*** Quoted passage ***

I posted on another thread, but here's the gist. Hoping for your advice:

Started dating a 45 yr old Gem. Daily contact from him, lovely dovey, we had one great date. Contact continued for a week, then he got annoyed when I couldn't see him the next weekend cus I was busy. He waited til Friday to ask me out. LOL. I was booked whole weekend, tho said Id make time for him Sunday for a bit. Things went down hill, I pushed him away saying we weren't compatible, then he turned on his alter-ego "Nasty man". Since then, the contact has been minimal, him saying he wants to go out with me again, then disappearing. Then its mainly me initiating a text and he always replies but no forward movement. Then it dies down and he goes quiet. Week ago I reached out again, it got flirty and fun, I suggested coffee, he says "maybe".

*** The input ***

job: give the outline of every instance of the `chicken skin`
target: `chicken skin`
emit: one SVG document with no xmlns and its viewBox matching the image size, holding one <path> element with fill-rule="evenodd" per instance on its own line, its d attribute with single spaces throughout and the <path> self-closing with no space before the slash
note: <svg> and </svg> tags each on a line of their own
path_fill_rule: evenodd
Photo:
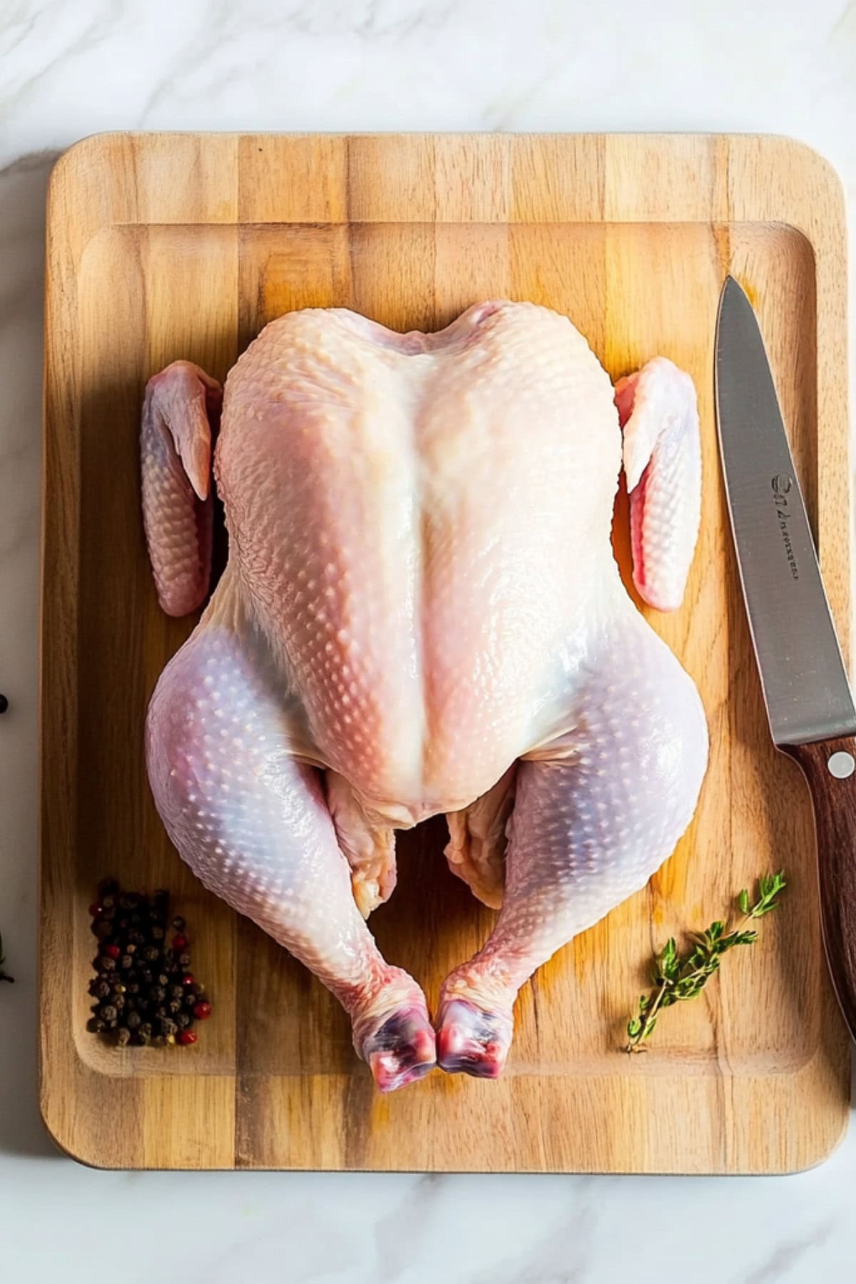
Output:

***

▸ Exercise tasks:
**A.** In the dating post, what did the man reply when the writer suggested coffee?
**B.** Echo the entries from their first line through the line containing "emit: one SVG", including both of those lines.

▸ Set of answers:
**A.** He said "maybe."

**B.**
job: give the outline of every instance of the `chicken skin`
target: `chicken skin`
emit: one SVG document with no xmlns and its viewBox matching the image size, holding one <path> element with fill-rule="evenodd" per instance on its own line, its d attribute with single spaces throughout and the <path> self-closing with no space before the slash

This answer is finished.